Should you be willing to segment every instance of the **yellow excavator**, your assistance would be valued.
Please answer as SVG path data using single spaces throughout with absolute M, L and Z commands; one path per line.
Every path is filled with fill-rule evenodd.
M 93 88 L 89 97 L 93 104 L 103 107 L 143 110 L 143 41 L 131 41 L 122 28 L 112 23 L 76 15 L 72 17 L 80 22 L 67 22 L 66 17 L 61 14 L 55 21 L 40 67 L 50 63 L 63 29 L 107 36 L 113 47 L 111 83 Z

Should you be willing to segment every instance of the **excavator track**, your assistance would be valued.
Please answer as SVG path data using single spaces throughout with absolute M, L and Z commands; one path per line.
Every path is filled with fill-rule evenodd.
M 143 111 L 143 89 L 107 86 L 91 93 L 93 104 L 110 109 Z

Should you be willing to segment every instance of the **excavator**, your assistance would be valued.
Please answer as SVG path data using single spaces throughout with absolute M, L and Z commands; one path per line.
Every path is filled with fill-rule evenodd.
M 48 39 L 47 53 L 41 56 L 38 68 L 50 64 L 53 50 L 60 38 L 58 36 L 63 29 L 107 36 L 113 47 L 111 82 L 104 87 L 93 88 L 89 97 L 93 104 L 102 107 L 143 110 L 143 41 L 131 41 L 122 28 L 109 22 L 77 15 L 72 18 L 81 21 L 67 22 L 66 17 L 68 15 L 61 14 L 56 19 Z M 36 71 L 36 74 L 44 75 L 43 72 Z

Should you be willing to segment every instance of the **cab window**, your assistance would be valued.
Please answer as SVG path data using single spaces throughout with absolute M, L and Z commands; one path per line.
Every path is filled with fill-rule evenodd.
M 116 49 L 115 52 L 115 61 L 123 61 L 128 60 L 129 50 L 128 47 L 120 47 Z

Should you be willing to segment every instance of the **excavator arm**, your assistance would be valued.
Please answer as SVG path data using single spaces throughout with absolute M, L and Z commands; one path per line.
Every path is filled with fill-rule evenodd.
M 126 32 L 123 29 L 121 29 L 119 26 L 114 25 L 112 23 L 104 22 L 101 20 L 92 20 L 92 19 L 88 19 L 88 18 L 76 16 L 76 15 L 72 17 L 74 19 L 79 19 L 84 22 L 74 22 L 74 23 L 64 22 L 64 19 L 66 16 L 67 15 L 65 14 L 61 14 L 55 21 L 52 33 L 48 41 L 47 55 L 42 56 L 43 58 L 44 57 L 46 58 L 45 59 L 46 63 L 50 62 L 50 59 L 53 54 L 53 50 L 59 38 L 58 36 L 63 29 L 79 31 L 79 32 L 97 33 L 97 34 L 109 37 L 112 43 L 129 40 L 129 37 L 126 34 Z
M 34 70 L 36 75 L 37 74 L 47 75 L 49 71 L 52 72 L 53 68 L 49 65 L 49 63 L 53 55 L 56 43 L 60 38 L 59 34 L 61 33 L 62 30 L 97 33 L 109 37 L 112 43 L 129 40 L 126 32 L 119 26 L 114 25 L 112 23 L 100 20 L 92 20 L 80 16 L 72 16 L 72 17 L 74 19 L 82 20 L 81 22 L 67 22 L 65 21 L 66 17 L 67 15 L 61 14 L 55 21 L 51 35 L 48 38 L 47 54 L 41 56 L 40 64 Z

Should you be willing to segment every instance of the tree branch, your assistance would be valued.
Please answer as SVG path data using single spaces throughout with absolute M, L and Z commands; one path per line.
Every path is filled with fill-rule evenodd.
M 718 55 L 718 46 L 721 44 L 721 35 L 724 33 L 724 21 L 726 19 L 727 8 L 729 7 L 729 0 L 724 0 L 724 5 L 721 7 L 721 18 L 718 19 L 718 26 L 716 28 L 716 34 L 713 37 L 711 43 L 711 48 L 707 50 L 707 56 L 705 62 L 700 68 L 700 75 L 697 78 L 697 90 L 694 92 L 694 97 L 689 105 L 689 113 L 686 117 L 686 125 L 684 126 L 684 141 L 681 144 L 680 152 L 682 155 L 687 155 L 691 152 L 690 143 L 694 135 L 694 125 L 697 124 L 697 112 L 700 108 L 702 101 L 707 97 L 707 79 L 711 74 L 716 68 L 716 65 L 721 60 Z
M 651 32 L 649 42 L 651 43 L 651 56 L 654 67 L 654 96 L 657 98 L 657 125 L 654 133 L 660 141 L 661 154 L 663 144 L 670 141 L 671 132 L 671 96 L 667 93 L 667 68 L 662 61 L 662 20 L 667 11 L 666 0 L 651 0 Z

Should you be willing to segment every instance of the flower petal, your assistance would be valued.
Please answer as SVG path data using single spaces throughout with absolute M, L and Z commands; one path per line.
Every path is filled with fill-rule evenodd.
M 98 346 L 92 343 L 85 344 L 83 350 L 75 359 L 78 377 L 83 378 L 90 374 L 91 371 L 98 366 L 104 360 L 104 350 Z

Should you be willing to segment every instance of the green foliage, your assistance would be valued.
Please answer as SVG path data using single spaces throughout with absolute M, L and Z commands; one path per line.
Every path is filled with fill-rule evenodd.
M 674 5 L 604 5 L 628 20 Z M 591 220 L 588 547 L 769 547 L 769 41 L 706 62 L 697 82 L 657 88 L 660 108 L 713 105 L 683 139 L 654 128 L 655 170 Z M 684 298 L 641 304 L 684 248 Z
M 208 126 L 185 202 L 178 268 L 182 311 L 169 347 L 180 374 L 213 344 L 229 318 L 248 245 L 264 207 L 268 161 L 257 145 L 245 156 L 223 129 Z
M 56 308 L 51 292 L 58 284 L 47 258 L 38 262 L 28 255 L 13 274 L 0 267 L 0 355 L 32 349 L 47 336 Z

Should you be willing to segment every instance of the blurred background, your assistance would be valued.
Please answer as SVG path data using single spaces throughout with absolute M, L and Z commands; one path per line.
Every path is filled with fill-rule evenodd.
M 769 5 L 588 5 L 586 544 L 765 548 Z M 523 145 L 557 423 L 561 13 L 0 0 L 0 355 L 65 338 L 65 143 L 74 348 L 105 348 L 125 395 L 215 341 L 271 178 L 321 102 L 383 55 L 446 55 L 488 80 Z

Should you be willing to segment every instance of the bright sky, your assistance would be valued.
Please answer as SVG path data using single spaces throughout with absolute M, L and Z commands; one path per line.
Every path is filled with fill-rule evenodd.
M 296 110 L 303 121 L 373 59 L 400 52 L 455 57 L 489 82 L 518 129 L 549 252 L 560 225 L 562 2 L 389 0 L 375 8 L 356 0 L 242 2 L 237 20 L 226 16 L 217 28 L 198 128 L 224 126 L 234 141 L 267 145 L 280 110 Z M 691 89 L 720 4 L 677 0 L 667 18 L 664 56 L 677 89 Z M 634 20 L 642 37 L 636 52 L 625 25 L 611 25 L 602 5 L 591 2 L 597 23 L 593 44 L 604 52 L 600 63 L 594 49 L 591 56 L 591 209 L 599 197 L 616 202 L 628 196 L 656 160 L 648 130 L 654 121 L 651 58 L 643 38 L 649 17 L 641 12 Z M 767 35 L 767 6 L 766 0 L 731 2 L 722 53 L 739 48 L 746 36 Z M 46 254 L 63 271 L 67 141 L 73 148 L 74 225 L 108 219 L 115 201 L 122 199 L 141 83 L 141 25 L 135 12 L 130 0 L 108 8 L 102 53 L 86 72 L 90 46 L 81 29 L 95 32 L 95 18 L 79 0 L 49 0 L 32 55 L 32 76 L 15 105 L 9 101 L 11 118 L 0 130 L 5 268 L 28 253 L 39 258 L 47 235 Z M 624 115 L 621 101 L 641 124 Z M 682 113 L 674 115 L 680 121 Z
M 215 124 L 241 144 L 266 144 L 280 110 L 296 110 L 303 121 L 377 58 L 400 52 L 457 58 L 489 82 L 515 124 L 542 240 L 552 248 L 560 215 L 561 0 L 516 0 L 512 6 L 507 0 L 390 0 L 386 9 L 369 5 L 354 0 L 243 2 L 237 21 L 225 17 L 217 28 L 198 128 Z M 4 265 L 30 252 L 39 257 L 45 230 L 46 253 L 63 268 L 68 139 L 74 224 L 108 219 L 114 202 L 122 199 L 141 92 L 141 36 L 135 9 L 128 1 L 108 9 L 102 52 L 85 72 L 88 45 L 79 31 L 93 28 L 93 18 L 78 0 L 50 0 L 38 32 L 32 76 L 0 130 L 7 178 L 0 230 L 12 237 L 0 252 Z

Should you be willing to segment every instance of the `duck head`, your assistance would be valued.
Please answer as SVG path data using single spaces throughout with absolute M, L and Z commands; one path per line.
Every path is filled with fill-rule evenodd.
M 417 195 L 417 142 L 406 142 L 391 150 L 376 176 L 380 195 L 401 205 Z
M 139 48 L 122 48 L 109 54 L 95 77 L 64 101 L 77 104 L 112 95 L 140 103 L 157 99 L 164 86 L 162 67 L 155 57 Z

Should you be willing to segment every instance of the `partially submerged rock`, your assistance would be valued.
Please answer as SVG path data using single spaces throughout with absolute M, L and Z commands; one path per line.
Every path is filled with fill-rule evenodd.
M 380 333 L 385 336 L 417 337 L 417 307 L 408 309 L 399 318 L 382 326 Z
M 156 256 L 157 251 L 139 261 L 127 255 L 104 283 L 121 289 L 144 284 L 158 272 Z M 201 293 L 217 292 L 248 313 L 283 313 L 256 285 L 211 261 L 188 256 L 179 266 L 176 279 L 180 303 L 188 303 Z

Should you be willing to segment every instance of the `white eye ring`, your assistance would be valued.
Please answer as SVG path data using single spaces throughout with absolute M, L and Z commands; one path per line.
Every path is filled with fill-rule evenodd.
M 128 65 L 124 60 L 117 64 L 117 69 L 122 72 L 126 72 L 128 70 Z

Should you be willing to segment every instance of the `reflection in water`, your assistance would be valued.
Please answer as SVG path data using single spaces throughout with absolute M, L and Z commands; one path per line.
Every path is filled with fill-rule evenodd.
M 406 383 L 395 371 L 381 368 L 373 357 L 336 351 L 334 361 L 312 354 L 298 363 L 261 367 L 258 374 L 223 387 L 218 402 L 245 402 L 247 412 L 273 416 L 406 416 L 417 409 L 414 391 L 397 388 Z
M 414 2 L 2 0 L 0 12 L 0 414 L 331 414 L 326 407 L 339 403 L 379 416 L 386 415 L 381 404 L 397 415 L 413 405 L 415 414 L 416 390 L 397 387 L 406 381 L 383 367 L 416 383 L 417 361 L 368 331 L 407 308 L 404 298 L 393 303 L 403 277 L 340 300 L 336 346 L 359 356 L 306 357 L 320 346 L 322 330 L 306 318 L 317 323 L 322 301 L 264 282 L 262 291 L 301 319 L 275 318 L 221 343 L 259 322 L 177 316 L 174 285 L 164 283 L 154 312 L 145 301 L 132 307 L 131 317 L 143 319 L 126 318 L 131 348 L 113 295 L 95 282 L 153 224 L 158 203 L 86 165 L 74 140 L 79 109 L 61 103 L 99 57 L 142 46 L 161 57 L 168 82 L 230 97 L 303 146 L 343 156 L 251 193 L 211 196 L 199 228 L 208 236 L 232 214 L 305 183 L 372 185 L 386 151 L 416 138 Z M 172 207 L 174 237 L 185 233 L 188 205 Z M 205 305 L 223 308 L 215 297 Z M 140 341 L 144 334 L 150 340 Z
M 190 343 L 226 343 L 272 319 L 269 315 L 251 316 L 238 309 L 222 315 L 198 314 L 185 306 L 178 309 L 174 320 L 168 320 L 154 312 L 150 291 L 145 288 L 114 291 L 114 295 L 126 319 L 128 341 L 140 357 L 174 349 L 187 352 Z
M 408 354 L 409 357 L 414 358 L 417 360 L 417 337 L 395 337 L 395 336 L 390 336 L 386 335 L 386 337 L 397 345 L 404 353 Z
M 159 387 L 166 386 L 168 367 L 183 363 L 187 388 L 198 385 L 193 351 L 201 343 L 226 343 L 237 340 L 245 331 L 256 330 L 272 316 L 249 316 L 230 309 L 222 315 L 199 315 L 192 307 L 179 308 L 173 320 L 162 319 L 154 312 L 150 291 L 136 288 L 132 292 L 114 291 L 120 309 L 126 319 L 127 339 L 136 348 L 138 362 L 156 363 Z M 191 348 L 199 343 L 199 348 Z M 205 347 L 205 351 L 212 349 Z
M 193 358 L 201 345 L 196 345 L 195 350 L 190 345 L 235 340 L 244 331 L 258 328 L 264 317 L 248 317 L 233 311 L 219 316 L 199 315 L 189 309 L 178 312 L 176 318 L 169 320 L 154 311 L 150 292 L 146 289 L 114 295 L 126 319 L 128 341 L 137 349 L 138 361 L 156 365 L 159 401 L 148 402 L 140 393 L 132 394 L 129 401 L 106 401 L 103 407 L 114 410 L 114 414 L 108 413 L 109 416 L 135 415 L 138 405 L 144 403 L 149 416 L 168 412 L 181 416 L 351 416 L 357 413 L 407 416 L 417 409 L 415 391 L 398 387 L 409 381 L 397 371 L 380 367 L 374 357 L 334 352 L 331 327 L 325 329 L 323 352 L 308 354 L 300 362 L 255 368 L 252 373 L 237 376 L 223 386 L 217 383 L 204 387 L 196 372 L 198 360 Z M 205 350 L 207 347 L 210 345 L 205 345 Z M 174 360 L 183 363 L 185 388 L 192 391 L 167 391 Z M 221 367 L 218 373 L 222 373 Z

....

__TO BE DONE__.
Which lines of the records above contain the string "excavator", matching case exactly? Copy each of those lines in full.

__THE OUTPUT__.
Should you be willing to segment every instance of the **yellow excavator**, your assistance would be valued.
Should you be willing to segment every instance of the **excavator track**, your assistance would be valued.
Should you be willing to segment every instance of the **excavator**, your assistance would be valued.
Should you be willing to segment every instance of the **excavator arm**, your assistance would be valued.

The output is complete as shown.